§ **THE EXERCISE**: Reproduce everything from the line containing "Ground window in" down to the line containing "420, 262, 440, 283", substituting "door" for "window" and leaving all else unchanged.

§ **DATASET EXCERPTS**:
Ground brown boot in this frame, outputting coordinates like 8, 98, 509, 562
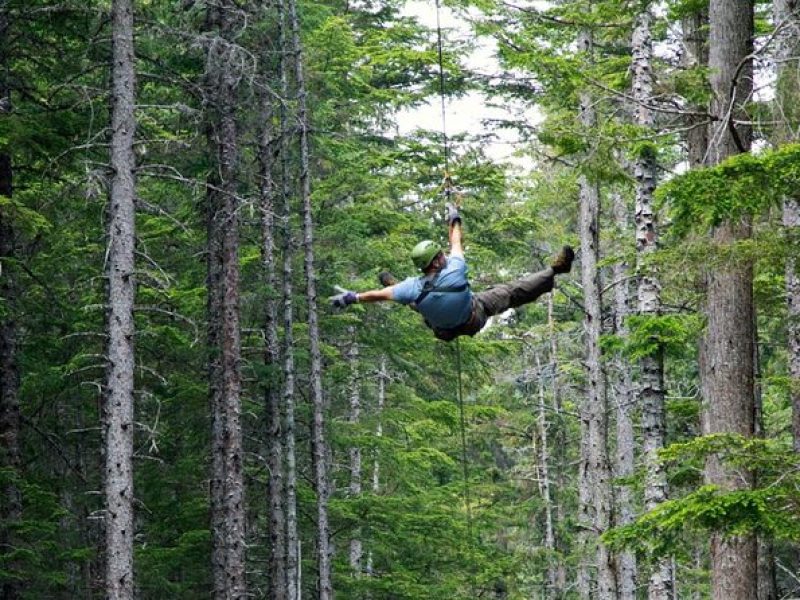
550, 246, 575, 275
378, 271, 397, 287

---

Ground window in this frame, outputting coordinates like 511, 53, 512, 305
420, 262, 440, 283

§ **ANSWER TO THE TASK**:
Ground door in this frame, outputting coordinates like 511, 53, 512, 305
420, 262, 440, 283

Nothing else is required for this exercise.